Task requirements: List every county where the wildfire report says the current Northern California fires are burning.

Passage for review:
********************
Napa and Sonoma counties have been devastated by multiple wildfires that started Sunday night and Monday morning, burning tens of thousands of acres and more than a thousand structures.
An estimated 1,500 homes and commercial buildings have been destroyed in 14 major fires being fueled by high winds and low humidity in Northern California, according to Cal Fire.
Most of those structures have burned in Napa, Sonoma and Yuba counties, Cal Fire spokesperson Daniel Berlant said.
Cal Fire Director Ken Pimlott, speaking late Monday morning at a briefing at the California Office of Emergency Services on the fires, said, “We need every resident, every resident to heed evacuation warnings.”
An estimated 20,000 people have been evacuated.
Fire officials said there have been a number of injuries and possibly some deaths in the fires.
California National Guard Adjutant General David Baldwin said at least three medical helicopters have taken people to hospital burn centers.
No specific numbers for the people who have been injured or who died were immediately available.
Emergency officials said they have been talking to the Federal Emergency Management Agency to ask for resources such as water and cots.
Those officials are also working with AT&T and Verizon to reestablish cellphone service so people can get in touch with their families.
Assessment teams will be going out to get a better assessment of the damage, Berlant said.
Emergency officials said they are keeping an eye out for possible new blazes because the conditions are ripe to spark them.
More than 57,000 acres have burned in Northern California in the current fires, which are burning in Napa, Sonoma, Yuba, Butte, Nevada, Calaveras and Mendocino counties.
The Tubbs Fire, initially reported in the area of state Highway 128 and Bennett Lane in the Calistoga area, is the biggest and has burned about 35,000 acres, Cal Fire officials said at a 9 a.m. news conference.
The Atlas Fire, initially reported at 9:20 p.m. Sunday, had burned between 8,000 to 12,000 acres south of Lake Berryessa and off of Atlas Peak Road and was 0 percent contained as of 9 a.m., according to Cal Fire.
Other fires are also burning in Sonoma County, prompting widespread evacuations in Santa Rosa, Rohnert Park, Glen Ellen and other areas.
The Journey’s End mobile home park at 3575 Mendocino Ave. in Santa Rosa and the Estancia Apartments at 4440 Old Redwood Highway in Santa Rosa also burned.
“There were numerous other multi-family living buildings and motels that burned,” Sonoma County sheriff’s Sgt. Spencer Crum said.
Santa Rosa Assistant Fire Marshal Paul Lowenthal said, “Blocks and blocks of neighbors were completely destroyed.”
“The volume of residences, multi-family units and commercial buildings is pretty incredible,” Lowenthal said.
The Fountaingrove, Coffey Park and Hopper Avenue areas of northwest Santa Rosa were hard hit, Lowenthal said.
********************
Image-grounded pointing data
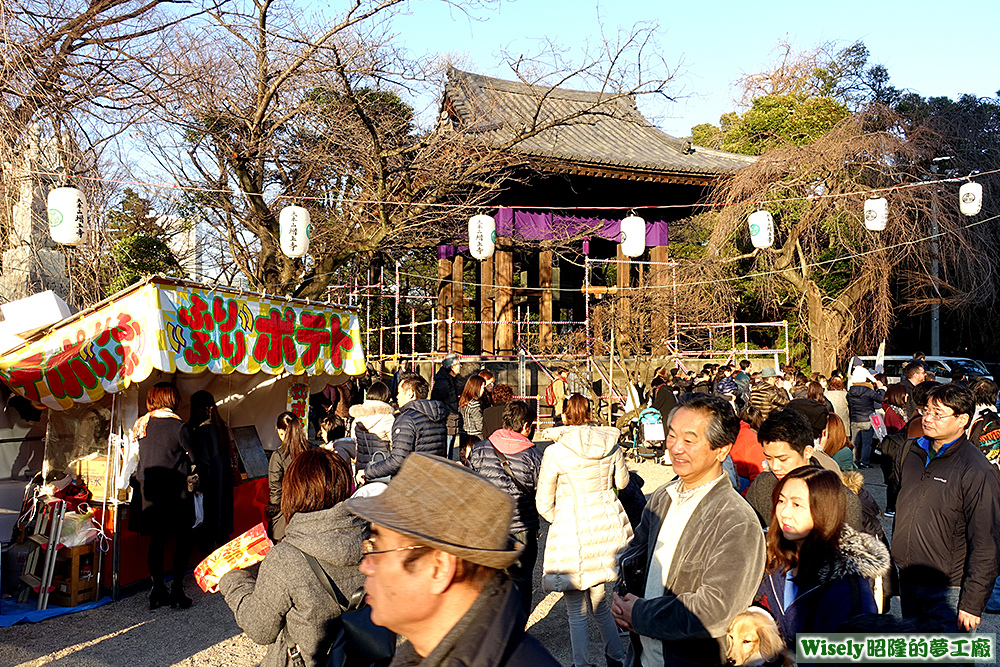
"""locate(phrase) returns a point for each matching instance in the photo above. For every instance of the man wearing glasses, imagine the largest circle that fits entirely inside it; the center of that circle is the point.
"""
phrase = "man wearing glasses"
(435, 575)
(945, 537)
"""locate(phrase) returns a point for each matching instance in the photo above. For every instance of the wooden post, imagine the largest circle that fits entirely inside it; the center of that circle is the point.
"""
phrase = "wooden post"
(457, 303)
(624, 270)
(661, 276)
(545, 311)
(486, 305)
(504, 304)
(444, 301)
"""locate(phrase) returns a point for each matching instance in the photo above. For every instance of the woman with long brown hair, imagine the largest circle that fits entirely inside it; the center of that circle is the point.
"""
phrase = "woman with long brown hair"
(293, 443)
(589, 527)
(472, 413)
(818, 571)
(284, 604)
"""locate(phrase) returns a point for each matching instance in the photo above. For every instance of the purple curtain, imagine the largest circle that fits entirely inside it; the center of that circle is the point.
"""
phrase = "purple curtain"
(543, 226)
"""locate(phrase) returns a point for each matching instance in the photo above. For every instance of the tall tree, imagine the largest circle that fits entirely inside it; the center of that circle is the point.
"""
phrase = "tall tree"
(274, 109)
(824, 264)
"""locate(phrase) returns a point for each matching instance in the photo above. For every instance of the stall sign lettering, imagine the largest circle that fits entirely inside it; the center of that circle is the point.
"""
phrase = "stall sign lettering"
(298, 399)
(232, 344)
(82, 362)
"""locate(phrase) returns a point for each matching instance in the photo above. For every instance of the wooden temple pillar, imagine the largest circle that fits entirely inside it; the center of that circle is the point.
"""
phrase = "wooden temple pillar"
(545, 309)
(486, 329)
(444, 301)
(457, 304)
(624, 271)
(660, 274)
(504, 298)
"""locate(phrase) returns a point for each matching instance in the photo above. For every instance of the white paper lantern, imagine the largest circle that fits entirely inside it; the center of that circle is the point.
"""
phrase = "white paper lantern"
(633, 236)
(67, 215)
(876, 213)
(294, 225)
(482, 236)
(970, 198)
(761, 229)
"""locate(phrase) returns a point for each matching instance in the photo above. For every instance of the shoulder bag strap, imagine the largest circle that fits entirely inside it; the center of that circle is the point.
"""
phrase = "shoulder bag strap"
********************
Written solution: Napa, Sonoma, Yuba, Butte, Nevada, Calaveras, Mendocino